__What you will do__. Collect every line in the listing below that contains the word "pedal", and copy each of those lines in full.

__Data for the task__.
----------

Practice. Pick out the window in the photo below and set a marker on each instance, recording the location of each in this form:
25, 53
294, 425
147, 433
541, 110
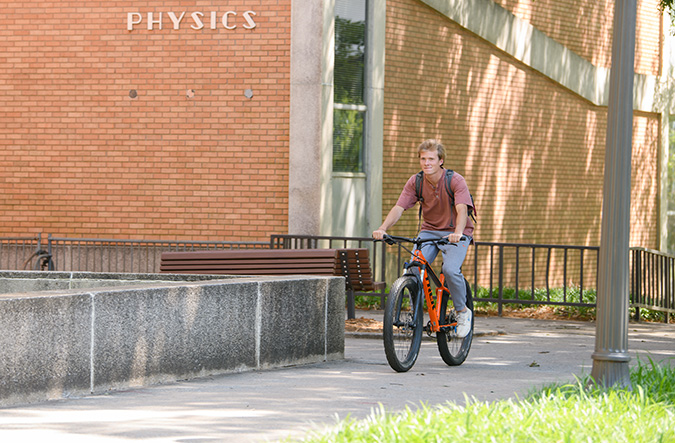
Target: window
349, 109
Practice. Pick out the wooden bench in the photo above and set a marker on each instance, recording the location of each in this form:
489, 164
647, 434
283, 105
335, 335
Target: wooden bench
353, 264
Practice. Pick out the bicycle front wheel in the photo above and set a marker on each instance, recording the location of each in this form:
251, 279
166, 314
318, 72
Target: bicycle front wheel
453, 349
402, 325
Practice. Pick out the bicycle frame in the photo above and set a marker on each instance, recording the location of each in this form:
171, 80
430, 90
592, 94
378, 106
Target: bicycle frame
424, 278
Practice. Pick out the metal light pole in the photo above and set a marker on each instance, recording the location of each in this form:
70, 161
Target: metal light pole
610, 359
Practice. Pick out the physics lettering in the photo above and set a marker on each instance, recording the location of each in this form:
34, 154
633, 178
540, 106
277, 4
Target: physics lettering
195, 20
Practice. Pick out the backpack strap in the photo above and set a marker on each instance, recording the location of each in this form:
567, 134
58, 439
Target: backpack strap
419, 183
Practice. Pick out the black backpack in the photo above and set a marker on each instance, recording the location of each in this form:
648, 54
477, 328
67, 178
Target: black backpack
419, 181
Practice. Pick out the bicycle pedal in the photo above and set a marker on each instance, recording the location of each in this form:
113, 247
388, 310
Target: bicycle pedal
427, 328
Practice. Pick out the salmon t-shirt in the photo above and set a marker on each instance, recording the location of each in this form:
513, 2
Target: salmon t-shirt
437, 214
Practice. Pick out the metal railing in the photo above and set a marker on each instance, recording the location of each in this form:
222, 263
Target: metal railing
503, 273
652, 281
532, 273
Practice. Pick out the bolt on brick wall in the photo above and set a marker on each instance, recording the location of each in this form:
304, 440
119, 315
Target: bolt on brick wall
111, 129
531, 151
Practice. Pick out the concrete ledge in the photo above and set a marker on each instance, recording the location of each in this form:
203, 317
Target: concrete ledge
61, 343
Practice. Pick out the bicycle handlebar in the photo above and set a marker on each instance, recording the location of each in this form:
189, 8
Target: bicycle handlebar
393, 239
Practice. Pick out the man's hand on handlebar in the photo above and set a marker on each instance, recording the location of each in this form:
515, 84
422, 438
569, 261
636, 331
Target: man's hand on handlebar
455, 237
379, 234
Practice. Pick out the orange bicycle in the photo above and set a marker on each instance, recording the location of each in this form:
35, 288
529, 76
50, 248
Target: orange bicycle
404, 312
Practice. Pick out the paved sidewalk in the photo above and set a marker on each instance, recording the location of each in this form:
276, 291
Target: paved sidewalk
509, 357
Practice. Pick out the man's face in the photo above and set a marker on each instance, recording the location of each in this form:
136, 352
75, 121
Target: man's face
430, 162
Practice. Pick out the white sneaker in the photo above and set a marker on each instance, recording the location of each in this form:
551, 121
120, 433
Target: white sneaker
464, 323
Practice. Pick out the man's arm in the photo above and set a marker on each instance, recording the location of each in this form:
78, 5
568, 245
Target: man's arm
391, 219
462, 216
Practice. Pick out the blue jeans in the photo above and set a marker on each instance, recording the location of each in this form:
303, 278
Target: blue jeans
453, 257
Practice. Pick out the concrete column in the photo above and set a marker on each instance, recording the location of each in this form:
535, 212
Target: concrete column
610, 359
311, 114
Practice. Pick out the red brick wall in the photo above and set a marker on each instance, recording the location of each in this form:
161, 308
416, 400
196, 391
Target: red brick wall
532, 152
586, 27
80, 157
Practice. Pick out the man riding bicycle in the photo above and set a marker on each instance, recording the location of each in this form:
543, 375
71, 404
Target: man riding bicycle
441, 218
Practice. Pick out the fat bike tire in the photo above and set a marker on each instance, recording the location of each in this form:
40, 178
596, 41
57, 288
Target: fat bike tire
453, 349
402, 330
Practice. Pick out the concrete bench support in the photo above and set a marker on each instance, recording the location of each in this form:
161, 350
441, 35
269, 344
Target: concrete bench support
57, 344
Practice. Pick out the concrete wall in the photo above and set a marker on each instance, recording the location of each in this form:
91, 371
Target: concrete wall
66, 342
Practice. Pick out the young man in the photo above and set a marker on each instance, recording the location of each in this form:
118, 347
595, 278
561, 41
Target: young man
440, 219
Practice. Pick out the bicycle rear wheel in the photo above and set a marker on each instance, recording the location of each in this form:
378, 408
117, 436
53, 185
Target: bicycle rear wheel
402, 328
453, 349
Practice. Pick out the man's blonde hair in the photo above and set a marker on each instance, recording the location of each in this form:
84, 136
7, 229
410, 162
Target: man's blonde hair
432, 145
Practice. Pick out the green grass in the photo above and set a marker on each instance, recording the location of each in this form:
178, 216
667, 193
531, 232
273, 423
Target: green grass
565, 413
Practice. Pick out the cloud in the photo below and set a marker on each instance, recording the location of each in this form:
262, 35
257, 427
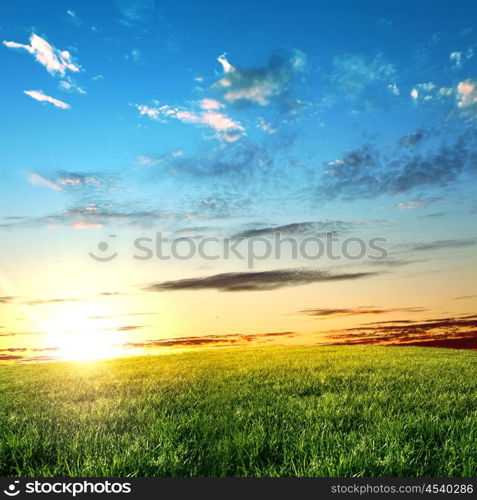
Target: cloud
70, 86
73, 17
38, 180
466, 94
134, 12
255, 281
411, 204
64, 181
298, 229
324, 313
225, 127
38, 95
457, 332
443, 244
91, 216
367, 171
465, 297
246, 86
208, 340
210, 104
413, 140
57, 62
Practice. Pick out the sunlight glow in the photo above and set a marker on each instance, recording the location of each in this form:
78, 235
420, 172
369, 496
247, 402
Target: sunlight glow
81, 334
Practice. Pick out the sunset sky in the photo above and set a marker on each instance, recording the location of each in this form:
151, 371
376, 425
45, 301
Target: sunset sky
237, 121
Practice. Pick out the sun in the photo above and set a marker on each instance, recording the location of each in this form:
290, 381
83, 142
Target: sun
79, 333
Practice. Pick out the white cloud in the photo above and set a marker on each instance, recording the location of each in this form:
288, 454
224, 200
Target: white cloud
148, 161
73, 17
70, 86
265, 126
40, 96
456, 58
210, 104
411, 204
393, 88
466, 94
226, 128
355, 75
57, 62
38, 180
259, 85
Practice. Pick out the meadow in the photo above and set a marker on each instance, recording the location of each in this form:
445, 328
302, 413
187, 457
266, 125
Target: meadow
306, 411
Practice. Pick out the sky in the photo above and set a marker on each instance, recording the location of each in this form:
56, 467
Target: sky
154, 153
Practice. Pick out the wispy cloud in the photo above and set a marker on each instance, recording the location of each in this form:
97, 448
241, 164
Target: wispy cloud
225, 127
454, 332
70, 86
242, 86
355, 76
64, 181
444, 244
57, 62
324, 313
134, 12
467, 94
209, 340
369, 171
256, 281
38, 95
298, 229
73, 17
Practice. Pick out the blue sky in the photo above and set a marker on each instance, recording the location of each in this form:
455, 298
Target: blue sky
214, 119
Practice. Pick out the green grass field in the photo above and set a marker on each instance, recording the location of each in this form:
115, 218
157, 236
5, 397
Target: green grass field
315, 411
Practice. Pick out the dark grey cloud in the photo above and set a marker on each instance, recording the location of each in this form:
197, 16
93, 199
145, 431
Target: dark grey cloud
413, 140
457, 332
256, 281
210, 340
368, 172
263, 85
443, 244
298, 229
356, 311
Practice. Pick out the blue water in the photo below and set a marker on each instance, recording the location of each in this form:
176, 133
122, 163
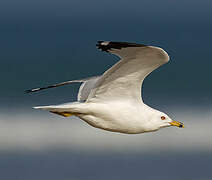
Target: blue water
67, 165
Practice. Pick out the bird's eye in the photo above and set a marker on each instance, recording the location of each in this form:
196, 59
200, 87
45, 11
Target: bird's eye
163, 117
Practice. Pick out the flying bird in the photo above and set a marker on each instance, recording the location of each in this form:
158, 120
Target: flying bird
113, 101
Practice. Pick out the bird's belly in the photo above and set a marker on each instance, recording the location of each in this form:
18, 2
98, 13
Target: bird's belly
124, 119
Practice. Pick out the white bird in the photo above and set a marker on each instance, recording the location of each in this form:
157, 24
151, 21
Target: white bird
113, 101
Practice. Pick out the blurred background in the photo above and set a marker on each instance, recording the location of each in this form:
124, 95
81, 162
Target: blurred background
46, 42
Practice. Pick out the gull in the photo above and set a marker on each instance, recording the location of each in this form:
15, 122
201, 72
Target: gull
113, 101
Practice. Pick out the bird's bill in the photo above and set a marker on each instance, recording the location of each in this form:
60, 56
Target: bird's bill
177, 123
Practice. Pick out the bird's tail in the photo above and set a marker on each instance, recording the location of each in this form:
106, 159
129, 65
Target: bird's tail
66, 110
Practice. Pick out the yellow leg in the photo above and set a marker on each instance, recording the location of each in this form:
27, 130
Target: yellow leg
65, 114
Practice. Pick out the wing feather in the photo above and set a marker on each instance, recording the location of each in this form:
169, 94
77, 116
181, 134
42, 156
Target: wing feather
124, 79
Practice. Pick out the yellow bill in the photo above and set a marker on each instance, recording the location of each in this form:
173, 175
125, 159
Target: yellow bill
177, 123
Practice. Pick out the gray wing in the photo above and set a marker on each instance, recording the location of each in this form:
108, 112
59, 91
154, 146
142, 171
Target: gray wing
87, 85
86, 88
123, 80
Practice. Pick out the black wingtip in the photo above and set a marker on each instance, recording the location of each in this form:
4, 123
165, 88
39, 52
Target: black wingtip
27, 91
108, 45
33, 90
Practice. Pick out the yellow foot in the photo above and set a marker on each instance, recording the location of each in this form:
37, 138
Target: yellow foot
65, 114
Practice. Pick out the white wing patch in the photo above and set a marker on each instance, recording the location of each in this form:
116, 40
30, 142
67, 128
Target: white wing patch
86, 88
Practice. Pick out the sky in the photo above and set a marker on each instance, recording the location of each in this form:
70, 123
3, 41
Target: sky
45, 42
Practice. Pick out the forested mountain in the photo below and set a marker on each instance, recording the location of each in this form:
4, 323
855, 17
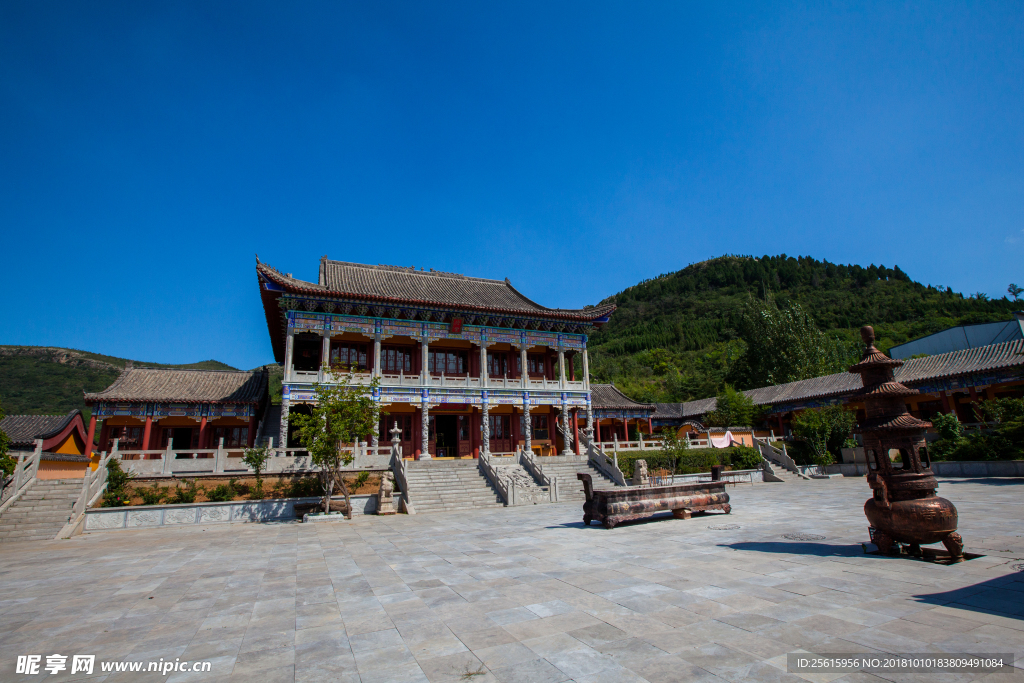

----------

__Response for this exercise__.
Practice. Pick out the bicycle pedal in the photo above and set a marker on each instance, recording the location of each in this form:
Target: bicycle pedal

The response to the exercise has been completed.